=== Data supplied ===
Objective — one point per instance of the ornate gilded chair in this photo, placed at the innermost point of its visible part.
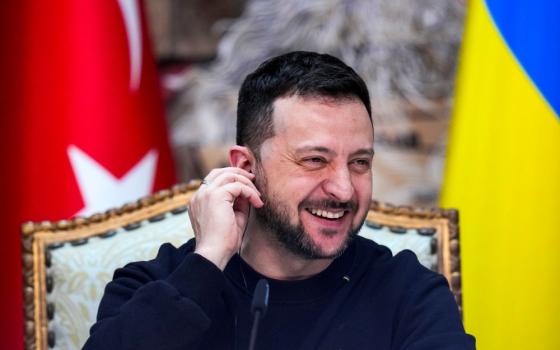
(67, 263)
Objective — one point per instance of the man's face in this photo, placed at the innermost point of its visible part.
(315, 174)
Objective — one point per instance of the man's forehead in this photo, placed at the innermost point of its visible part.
(296, 110)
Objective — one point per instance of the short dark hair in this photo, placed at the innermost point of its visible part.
(306, 74)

=== Task ===
Your answer is all of the records restated word for word, pictures excluded.

=== Solution ===
Objective — one point per instance of the ornate gilded chair in this photo, placed at the innermost point of its visible part.
(67, 263)
Objective — one point per instance of the man's face in this photo, placed at the innermost point of its visible part.
(315, 174)
Objective — one point per instance of the man's forehead in this photo, placed at the innermost point of its visible part.
(296, 110)
Objective — one point per instance of the short dark hair in this photo, placed at the innermost point of its visible part.
(306, 74)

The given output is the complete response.